# Text to read:

|---|

Can't list 1 directory in bucket so sync doesn't work properly

What is the problem you are having with rclone?

We use sync to backup objects from ceph to minio but I noticed that a bucket with over 1 million objects in ceph only had 40 thousand in minio. On investigation I found that one folder wasn't being synced.

The direcotry uploads/app contains several sub directories 2013 to 2021 but the output of this command shows nothing (this is the folder that's not being synced)

rclone lsd backup-rgw-wilxite:shine-oms/uploads/app/

Strangely though if we use this command it returns all of the files in the sub directories

rclone ls backup-rgw-wilxite:shine-oms/uploads/app/

To test further I copied a file to this directory

rclone copy hello.txt backup-rgw-wilxite:shine-oms/uploads/app/

and then tried to list it but got empty output

rclone ls backup-rgw-wilxite:shine-oms/uploads/app/hello.txt

I was able to list it with s3cmd using the same credentials

[root@rook-ceph-tools-6759cb4bd6-68hzp /]# s3cmd ls --no-ssl --host=${AWS_HOST} --host-bucket= s3://shine-oms/uploads/app/hello.txt
2021-12-27 21:28           12  s3://shine-oms/uploads/app/hello.txt

Although I also can't list the directory in s3cmd

[root@rook-ceph-tools-6759cb4bd6-68hzp /]# s3cmd ls --no-ssl --host=${AWS_HOST} --host-bucket= s3://shine-oms/uploads/app/         
2019-11-01 16:57            0  s3://shine-oms/uploads/app/

I realise that this means the problem is with the ceph bucket and not rclone but I have run out of ideas to try and fix. I tried this in ceph to fix indexes but although it completed successfully it didn't resolve the problem

radosgw-admin bucket check --check-objects --fix --bucket=shine-oms --debug_rgw=10

Before I ran this command in ceph I did a sync with each of the sub directories to minio to make sure we wouldn't loose and data and this worked fine

rclone sync --use-mmap --checkers 128 --transfers 24 -P backup-rgw-tango:shine-oms/uploads/app/2013 minio-tango:shine-oms/uploads/app/2013

What is your rclone version (output from rclone version)

rclone v1.55.1-DEV

  • os/type: linux
  • os/arch: amd64
  • go/version: go1.14.12
  • go/linking: dynamic
  • go/tags: none

Which cloud storage system are you using? (eg Google Drive)

Ceph & Minio

The command you were trying to run (eg rclone copy /tmp remote:tmp)

rclone sync --use-mmap --checkers 128 --transfers 24 -P backup-rgw-tango:shine-oms minio-tango:shine-oms

The rclone config contents with secrets removed.

[backup-rgw-tango]
type = s3
provider = Ceph
env_auth = false
access_key_id = <removed>
secret_access_key = <removed>
endpoint = <removed>
acl = private

[minio-tango]
type = s3
provider = Minio
env_auth = false
access_key_id = <removed>
secret_access_key = <removed>
endpoint = <removed>
acl = private

A log from the command with the -vv flag

This is the list command as opposed to the sync one as I don't want to run sync again until this issue is fixed

rclone lsd backup-rgw-wilxite:shine-oms/uploads/app/ -vv
2021/12/29 18:34:58 DEBUG : Using config file from "/root/.config/rclone/rclone.conf"

|---|

# Extracted records:
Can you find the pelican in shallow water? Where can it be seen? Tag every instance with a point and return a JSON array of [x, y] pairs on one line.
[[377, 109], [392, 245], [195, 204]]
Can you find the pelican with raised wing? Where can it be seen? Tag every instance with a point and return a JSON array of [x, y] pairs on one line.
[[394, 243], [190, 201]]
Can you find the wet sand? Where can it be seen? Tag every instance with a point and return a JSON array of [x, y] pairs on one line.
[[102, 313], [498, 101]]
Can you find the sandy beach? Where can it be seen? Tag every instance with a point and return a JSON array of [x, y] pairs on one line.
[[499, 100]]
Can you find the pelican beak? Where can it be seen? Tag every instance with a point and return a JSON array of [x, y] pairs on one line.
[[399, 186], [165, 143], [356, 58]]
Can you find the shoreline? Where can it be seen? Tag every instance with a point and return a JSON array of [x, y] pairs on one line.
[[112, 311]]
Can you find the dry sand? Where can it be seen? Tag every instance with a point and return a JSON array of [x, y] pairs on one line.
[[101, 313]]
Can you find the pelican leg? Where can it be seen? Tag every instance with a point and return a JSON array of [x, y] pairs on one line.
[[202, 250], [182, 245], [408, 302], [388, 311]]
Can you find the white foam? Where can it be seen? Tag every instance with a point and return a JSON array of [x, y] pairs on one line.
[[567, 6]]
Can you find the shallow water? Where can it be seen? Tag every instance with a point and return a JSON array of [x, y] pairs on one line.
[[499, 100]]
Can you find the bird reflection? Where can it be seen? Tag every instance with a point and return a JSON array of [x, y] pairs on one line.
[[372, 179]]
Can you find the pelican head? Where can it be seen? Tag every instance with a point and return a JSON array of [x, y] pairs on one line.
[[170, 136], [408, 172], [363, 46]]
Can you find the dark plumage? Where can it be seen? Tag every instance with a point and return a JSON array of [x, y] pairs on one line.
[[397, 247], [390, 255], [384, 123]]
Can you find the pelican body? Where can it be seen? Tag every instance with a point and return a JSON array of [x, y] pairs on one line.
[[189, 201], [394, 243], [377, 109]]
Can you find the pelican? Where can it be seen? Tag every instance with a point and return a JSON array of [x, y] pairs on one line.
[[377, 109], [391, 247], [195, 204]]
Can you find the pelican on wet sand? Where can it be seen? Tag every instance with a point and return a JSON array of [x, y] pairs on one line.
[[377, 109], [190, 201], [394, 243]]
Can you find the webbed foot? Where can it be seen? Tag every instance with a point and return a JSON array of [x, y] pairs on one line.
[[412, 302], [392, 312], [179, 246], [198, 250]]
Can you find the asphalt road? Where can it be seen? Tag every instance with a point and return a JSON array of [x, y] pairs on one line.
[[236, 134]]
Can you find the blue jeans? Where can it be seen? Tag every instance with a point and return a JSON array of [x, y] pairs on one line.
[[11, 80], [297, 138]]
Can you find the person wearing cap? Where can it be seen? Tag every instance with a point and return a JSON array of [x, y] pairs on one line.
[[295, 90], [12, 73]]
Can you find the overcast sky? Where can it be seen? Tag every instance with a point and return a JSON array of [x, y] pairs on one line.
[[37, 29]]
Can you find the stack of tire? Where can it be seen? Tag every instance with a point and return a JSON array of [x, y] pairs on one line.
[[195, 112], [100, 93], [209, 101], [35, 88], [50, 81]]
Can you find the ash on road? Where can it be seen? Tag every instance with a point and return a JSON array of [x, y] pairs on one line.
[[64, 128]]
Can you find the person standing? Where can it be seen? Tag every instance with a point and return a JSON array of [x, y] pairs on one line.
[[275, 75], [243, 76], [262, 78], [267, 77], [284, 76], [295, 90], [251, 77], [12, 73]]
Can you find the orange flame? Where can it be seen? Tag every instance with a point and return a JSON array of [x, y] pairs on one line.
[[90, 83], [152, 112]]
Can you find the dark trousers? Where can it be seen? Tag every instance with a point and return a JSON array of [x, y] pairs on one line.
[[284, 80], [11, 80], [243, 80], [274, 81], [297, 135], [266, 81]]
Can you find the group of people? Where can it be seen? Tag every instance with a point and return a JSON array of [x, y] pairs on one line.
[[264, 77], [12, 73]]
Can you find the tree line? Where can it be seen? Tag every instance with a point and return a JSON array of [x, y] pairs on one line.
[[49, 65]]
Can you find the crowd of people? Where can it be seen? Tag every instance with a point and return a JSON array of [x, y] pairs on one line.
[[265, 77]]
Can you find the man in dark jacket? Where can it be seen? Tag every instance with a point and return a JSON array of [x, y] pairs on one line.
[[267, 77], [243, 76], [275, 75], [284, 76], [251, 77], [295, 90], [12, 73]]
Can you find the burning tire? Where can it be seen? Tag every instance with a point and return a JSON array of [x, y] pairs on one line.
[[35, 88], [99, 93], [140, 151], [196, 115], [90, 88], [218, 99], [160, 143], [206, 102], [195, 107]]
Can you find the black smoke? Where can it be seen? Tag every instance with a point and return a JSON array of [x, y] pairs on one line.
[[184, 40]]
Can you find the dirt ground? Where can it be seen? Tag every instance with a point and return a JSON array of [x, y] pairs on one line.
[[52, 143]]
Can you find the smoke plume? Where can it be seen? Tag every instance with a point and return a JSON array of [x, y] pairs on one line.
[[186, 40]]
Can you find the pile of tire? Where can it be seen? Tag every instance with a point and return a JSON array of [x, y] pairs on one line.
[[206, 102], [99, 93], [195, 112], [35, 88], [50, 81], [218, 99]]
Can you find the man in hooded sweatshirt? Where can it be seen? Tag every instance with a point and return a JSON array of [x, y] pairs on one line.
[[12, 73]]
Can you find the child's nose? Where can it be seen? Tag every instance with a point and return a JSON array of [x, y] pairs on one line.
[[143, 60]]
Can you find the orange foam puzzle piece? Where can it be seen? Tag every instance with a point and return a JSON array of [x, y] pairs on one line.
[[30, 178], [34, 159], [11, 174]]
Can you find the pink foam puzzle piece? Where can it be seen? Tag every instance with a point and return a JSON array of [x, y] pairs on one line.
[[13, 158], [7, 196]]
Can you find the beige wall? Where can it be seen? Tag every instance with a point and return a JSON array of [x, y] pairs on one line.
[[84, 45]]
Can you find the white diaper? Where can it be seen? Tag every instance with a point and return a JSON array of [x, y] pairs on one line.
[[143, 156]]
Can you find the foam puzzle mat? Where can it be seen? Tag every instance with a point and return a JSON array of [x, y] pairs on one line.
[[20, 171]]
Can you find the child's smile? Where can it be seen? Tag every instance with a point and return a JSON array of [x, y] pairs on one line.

|---|

# Brief A:
In the rclone forum thread, how many objects did the bucket hold in minio, compared with over 1 million in ceph?
# Brief B:
Reproduce the rclone forum thread from the words "radosgw-admin bucket check" down to the words "from rclone version)".
# Brief C:
Name every setting key in the [minio-tango] section of the configuration shown in the rclone forum thread.

# Response A:
40 thousand

# Response B:
radosgw-admin bucket check --check-objects --fix --bucket=shine-oms --debug_rgw=10

Before I ran this command in ceph I did a sync with each of the sub directories to minio to make sure we wouldn't loose and data and this worked fine

rclone sync --use-mmap --checkers 128 --transfers 24 -P backup-rgw-tango:shine-oms/uploads/app/2013 minio-tango:shine-oms/uploads/app/2013

What is your rclone version (output from rclone version)

# Response C:
type, provider, env_auth, access_key_id, secret_access_key, endpoint, acl